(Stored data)
——————
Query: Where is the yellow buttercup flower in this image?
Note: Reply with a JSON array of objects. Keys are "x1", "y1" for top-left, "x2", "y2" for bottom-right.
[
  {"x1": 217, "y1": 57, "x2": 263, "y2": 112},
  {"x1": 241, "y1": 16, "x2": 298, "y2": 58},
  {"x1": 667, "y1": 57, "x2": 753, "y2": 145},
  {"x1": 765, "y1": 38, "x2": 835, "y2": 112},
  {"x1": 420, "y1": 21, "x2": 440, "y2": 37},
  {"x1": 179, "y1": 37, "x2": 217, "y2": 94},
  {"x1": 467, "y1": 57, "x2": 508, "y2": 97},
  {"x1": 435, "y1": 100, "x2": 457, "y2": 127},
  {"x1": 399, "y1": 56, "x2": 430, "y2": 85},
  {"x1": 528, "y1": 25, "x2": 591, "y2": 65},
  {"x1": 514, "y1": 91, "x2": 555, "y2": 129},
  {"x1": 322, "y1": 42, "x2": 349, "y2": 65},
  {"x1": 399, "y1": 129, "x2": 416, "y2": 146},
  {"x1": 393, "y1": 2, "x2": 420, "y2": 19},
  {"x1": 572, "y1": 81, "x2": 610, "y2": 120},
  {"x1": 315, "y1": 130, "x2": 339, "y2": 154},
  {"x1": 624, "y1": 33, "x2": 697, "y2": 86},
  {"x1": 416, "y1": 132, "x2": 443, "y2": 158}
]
——————
Filter the rows above down to only the lines containing the string "this", matching case exactly. Copy each of those lines in full.

Query: Where is the yellow buttercup flower in this image?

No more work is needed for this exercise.